[Extracts from a box-labeled dataset]
__________________________________________________

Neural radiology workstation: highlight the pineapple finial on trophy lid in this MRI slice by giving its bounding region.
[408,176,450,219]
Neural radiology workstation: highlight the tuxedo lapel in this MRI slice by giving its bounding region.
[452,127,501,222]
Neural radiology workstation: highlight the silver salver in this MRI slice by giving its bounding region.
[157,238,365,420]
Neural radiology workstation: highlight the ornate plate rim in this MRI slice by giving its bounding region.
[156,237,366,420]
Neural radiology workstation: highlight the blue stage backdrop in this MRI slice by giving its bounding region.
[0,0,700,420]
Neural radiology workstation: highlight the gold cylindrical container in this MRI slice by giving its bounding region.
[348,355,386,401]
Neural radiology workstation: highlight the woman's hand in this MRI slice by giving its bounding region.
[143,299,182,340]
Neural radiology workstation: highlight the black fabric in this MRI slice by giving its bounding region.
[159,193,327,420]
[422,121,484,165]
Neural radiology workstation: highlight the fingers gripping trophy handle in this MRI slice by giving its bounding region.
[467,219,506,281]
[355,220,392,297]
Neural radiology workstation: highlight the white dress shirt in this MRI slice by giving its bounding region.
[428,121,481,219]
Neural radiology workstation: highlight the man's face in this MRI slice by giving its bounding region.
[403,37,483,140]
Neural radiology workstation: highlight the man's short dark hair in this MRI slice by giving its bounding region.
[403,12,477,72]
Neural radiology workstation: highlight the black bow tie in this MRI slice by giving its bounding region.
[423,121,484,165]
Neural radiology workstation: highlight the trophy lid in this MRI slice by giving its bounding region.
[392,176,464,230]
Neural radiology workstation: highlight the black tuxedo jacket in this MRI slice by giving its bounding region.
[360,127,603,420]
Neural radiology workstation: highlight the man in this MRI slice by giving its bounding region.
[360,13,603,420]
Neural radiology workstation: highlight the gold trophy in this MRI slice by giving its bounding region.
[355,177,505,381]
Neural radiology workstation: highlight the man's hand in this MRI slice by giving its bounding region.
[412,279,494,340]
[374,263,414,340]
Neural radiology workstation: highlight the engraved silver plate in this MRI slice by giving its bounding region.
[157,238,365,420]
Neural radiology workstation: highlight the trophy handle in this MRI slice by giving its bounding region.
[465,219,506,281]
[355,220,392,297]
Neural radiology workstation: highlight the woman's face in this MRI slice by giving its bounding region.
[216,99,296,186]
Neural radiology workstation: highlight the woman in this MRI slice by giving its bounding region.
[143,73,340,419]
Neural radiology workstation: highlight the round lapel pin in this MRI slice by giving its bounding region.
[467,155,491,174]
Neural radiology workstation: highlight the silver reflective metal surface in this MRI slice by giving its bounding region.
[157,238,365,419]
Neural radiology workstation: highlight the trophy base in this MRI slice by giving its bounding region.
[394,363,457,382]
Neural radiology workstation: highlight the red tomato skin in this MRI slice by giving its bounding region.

__________________________________________________

**TASK DETAILS**:
Pull out every line of the entries above and reproduce each one word for word.

**EXERCISE SOLUTION**:
Neural radiology workstation: highlight the pineapple finial on trophy lid in this MRI slice by giving its bounding region.
[408,176,450,219]
Neural radiology workstation: highlight the tuxedo lapel in this MRI slice by giving its bounding region.
[452,127,501,222]
Neural radiology workstation: highlight the silver salver in this MRI slice by giving its bounding region.
[157,238,365,420]
Neural radiology workstation: highlight the ornate plate rim in this MRI slice by giving its bounding region.
[156,237,366,420]
Neural radiology workstation: highlight the blue stage backdrop in this MRI slice by giving its bounding region.
[0,0,700,420]
Neural radiology workstation: highlight the gold cylindrical container in this MRI slice by giving its bounding region.
[348,355,386,401]
Neural radiology workstation: highlight the woman's hand in this MRI slice by giving its bounding region.
[143,299,182,340]
Neural radiology workstation: highlight the black fabric in this MRI slice by giving its bounding region.
[159,193,327,420]
[422,121,484,165]
Neural radiology workstation: highlight the fingers gripping trophy handle in this MRI slice by giving its bounding region.
[467,219,506,281]
[355,220,392,297]
Neural radiology workstation: highlight the white dress shirt in this MRI slice by giving its bounding region.
[428,121,481,219]
Neural radiology workstation: highlight the man's face in this MRI slice by giving its bounding region.
[403,37,483,140]
Neural radiology workstation: highlight the man's short dark hair in this MRI slice by giving its bounding region.
[403,12,477,72]
Neural radiology workstation: highlight the black bow tie in this MRI slice by giving its bounding region.
[423,121,484,165]
Neural radiology workstation: highlight the trophy lid in this MRI slice by giving its bounding region.
[392,176,464,230]
Neural radiology workstation: highlight the black tuxedo jacket in this MRI slice by giving its bounding region.
[360,127,603,420]
Neural radiology workstation: highlight the man in this MRI slice by giving its bounding region.
[360,13,603,420]
Neural radiology workstation: highlight the gold trophy in this MRI slice by giving its bounding region.
[355,177,505,381]
Neural radiology workstation: highlight the man's hand in this MRI slice by giving its bounding region.
[412,279,494,340]
[374,263,414,340]
Neural radiology workstation: highlight the engraved silver plate in this MRI slice by giving its bounding region.
[157,238,365,420]
Neural radiology workstation: highlight the trophy handle in this MRI slice by giving its bounding region.
[465,219,506,281]
[355,220,392,297]
Neural radiology workstation: highlight the woman's face in this MRI slice by giving its bounding region.
[216,99,296,186]
Neural radiology workstation: highlight the woman in this MRI slice by giving its bounding region.
[143,73,340,419]
Neural radiology workstation: highlight the round lapel pin in this MRI slice by giving its bounding region.
[467,155,491,174]
Neural radiology workstation: highlight the silver reflective metal surface in this MRI slice by giving its bounding region.
[157,238,365,419]
Neural radiology workstation: highlight the trophy base in this MRI slice by giving its bounding region.
[394,363,457,382]
Neural radiology workstation: highlight the red tomato skin in this MRI slice by giving its bounding region.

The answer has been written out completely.